_ACTIVITY_. Going down the data below, set down exactly the line with "instance of the sky" and each line after it through the line with "the dog's open"; no other lines.

_DATA LISTING_.
▼
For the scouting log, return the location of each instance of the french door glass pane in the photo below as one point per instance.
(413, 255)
▲
▼
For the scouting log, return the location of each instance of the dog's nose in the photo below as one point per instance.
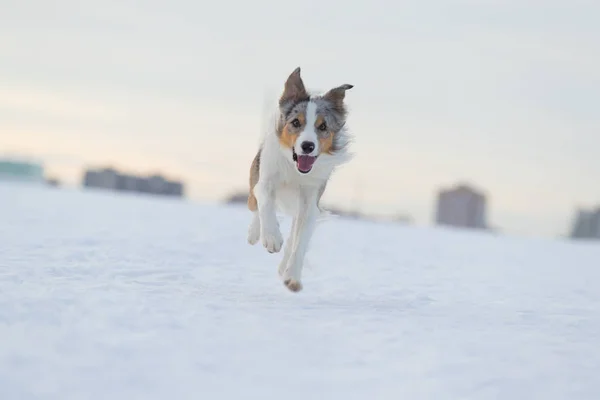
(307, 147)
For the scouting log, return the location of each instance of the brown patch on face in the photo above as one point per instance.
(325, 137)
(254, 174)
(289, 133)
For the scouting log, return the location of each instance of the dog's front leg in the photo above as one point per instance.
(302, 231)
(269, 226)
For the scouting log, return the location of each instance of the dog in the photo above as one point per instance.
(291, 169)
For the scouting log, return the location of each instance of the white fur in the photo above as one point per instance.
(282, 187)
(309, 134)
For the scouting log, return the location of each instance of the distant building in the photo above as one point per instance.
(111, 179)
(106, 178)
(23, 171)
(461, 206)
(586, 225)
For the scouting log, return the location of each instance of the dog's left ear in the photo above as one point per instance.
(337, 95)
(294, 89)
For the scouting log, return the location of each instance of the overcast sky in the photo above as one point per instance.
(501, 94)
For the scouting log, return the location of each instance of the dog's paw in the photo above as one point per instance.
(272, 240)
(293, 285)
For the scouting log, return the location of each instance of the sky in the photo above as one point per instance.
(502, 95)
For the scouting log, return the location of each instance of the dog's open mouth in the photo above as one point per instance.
▲
▼
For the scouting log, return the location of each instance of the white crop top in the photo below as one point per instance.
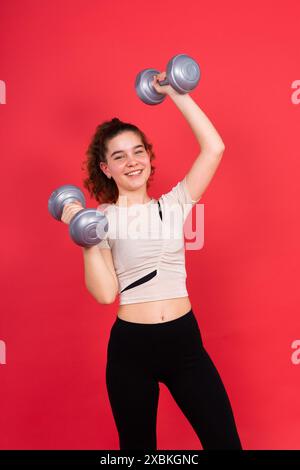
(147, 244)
▲
_TASK ANSWER_.
For the scouting log, return the location of each instance of the sky in the photo above as one point per instance.
(502, 95)
For the scouting log, return the location of each instance of the dog's open mouth in the photo above as one point per instance.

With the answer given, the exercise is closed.